STUDY TEXT
Even if a technology is proven safe, it must significantly improve over current methods. Cost is one of the main factors in determining this Technology as a viable alternative. When used enough and for the right operations robotic surgery can be the most cost effective option. While currently, robotic surgery remains the most expensive choice, it is still profitable and frequently results in the reduced hospital stay. Widespread adoption is thus continuous.

The future

While teleoperated systems are bought in more and more hospitals, supervised autonomous robots are being developed, for example, the ARS project, and prepared for widespread adoption. This next stage of robotics in surgery is meant to assist a surgeon more actively. As surgeries can easily take more than four hours a robot that can execute simple tasks autonomously and detect abnormalities would give valuable rest-time to the operator.

Initially, surgical robots were designed for remote operations such as a highly-skilled neurologist operating in a war-zone while being in New York or Astronauts needing urgent surgery. Currently, AI is being developed to assess and understand a medical situation and incorporate medical literature as the situation requires. Further robotic surgery simply allows for more fine tuned movement, getting into deep areas of the lung without ever making an incision is something not thinkable otherwise. While a surgeon can examine a tumour and decide what to remove, the robot keeps the the camera stable and dynamically moves a thin needle through the tissue with movements too fine to be controlled by a human.

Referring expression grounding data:

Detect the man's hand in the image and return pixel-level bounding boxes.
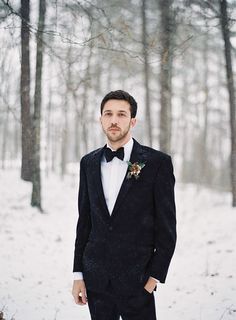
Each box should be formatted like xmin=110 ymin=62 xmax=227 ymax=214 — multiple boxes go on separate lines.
xmin=72 ymin=280 xmax=87 ymax=306
xmin=144 ymin=277 xmax=157 ymax=293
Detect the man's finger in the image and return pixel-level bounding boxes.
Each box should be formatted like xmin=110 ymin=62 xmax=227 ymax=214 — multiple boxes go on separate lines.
xmin=81 ymin=290 xmax=87 ymax=303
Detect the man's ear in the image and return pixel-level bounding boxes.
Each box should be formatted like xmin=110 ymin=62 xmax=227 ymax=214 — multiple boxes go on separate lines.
xmin=131 ymin=118 xmax=137 ymax=128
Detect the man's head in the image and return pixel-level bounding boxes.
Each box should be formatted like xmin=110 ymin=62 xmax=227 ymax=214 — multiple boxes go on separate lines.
xmin=100 ymin=90 xmax=137 ymax=143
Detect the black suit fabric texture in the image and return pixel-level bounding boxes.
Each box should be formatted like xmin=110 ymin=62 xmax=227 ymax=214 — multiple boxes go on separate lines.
xmin=73 ymin=139 xmax=176 ymax=295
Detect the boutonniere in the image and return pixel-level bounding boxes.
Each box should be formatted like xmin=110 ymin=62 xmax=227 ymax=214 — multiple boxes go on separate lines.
xmin=127 ymin=161 xmax=145 ymax=179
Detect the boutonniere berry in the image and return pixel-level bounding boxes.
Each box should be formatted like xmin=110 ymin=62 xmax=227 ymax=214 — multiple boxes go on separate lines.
xmin=127 ymin=161 xmax=145 ymax=179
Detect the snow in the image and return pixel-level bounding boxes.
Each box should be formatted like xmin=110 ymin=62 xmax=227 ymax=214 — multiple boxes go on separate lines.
xmin=0 ymin=169 xmax=236 ymax=320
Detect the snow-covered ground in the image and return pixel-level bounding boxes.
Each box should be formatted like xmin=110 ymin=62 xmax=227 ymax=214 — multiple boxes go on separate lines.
xmin=0 ymin=169 xmax=236 ymax=320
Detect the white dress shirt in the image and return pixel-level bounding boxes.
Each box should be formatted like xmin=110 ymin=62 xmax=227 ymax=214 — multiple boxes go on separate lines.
xmin=74 ymin=138 xmax=158 ymax=281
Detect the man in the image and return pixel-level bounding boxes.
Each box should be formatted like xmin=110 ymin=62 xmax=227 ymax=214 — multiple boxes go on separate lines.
xmin=72 ymin=90 xmax=176 ymax=320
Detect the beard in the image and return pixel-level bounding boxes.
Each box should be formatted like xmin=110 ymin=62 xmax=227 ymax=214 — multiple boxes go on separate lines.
xmin=103 ymin=123 xmax=131 ymax=142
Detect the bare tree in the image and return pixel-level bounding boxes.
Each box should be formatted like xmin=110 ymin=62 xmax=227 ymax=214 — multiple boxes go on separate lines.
xmin=31 ymin=0 xmax=46 ymax=212
xmin=20 ymin=0 xmax=32 ymax=181
xmin=219 ymin=0 xmax=236 ymax=207
xmin=141 ymin=0 xmax=152 ymax=146
xmin=158 ymin=0 xmax=174 ymax=153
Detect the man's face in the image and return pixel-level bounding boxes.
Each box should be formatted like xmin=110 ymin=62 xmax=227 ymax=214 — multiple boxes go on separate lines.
xmin=100 ymin=99 xmax=136 ymax=142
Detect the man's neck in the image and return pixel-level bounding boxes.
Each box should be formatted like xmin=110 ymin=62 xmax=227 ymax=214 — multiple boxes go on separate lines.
xmin=107 ymin=135 xmax=132 ymax=150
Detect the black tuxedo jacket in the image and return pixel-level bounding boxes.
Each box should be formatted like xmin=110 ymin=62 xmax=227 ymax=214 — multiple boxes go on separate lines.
xmin=73 ymin=139 xmax=176 ymax=295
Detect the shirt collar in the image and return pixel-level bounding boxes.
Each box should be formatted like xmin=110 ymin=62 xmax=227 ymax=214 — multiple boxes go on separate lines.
xmin=104 ymin=137 xmax=134 ymax=161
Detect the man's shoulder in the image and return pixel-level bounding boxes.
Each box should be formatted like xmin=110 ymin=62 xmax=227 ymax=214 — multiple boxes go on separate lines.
xmin=142 ymin=145 xmax=171 ymax=161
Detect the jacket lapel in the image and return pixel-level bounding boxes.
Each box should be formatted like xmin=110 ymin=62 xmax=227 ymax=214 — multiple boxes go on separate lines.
xmin=111 ymin=139 xmax=146 ymax=219
xmin=91 ymin=145 xmax=110 ymax=217
xmin=91 ymin=139 xmax=146 ymax=219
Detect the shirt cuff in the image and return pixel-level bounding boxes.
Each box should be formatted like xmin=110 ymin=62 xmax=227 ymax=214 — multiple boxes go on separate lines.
xmin=73 ymin=272 xmax=84 ymax=280
xmin=150 ymin=276 xmax=160 ymax=283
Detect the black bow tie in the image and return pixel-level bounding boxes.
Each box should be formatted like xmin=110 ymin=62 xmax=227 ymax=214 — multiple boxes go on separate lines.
xmin=104 ymin=147 xmax=124 ymax=162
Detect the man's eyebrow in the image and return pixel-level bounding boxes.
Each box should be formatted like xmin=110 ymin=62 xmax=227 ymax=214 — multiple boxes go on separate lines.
xmin=104 ymin=110 xmax=127 ymax=113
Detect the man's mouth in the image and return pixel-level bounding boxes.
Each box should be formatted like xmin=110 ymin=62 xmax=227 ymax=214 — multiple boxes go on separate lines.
xmin=109 ymin=128 xmax=120 ymax=131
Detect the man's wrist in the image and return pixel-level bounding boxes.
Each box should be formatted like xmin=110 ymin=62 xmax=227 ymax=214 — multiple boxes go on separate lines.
xmin=73 ymin=272 xmax=84 ymax=280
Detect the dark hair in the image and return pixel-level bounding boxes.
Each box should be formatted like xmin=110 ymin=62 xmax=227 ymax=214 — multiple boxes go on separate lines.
xmin=101 ymin=90 xmax=138 ymax=118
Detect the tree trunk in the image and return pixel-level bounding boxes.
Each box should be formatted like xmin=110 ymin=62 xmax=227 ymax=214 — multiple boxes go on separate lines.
xmin=158 ymin=0 xmax=174 ymax=153
xmin=2 ymin=106 xmax=9 ymax=169
xmin=219 ymin=0 xmax=236 ymax=207
xmin=20 ymin=0 xmax=32 ymax=181
xmin=31 ymin=0 xmax=46 ymax=212
xmin=199 ymin=35 xmax=209 ymax=184
xmin=142 ymin=0 xmax=152 ymax=147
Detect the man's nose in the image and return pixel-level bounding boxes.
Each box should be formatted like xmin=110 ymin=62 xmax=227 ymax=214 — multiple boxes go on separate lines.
xmin=111 ymin=115 xmax=118 ymax=125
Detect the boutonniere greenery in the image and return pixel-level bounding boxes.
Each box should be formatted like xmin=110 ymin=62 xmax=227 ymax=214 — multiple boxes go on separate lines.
xmin=127 ymin=161 xmax=145 ymax=179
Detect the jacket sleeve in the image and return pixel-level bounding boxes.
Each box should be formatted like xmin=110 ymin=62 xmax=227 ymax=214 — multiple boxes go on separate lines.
xmin=150 ymin=156 xmax=176 ymax=283
xmin=73 ymin=158 xmax=91 ymax=272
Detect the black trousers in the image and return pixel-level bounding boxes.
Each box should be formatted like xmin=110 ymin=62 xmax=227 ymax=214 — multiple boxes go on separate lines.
xmin=87 ymin=287 xmax=157 ymax=320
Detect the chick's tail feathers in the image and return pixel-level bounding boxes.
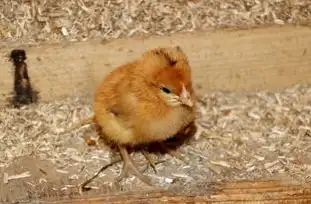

EXERCISES TO COMPLETE
(A) Answer these from the passage on robotic surgery:
(i) What does robotic surgery frequently result in?
(ii) Which project is named as an example of supervised autonomous robots?
(iii) How long can surgeries easily take?
(B) Decide whether each statement agrees with the passage on robotic surgery. Answer yes or no and quote the words that settle it.
(i) Robotic surgery is currently the least expensive choice.
(ii) Surgical robots were first designed for remote operations.
(iii) AI is being developed to incorporate medical literature as needed.
(C) Rewrite the passage on robotic surgery between "Initially, surgical robots" and "by a human.", inclusive, replacing "medical literature" with "published research".
The rows are separate material, unrelated to the passage on robotic surgery.

RESULTS FOR THE EXERCISE
(A)
(i) A reduced hospital stay.
(ii) The ARS project.
(iii) More than four hours.

(B)
(i) No: "robotic surgery remains the most expensive choice"
(ii) Yes: "Initially, surgical robots were designed for remote operations"
(iii) Yes: "incorporate medical literature as the situation requires"

(C)
Initially, surgical robots were designed for remote operations such as a highly-skilled neurologist operating in a war-zone while being in New York or Astronauts needing urgent surgery. Currently, AI is being developed to assess and understand a medical situation and incorporate published research as the situation requires. Further robotic surgery simply allows for more fine tuned movement, getting into deep areas of the lung without ever making an incision is something not thinkable otherwise. While a surgeon can examine a tumour and decide what to remove, the robot keeps the the camera stable and dynamically moves a thin needle through the tissue with movements too fine to be controlled by a human.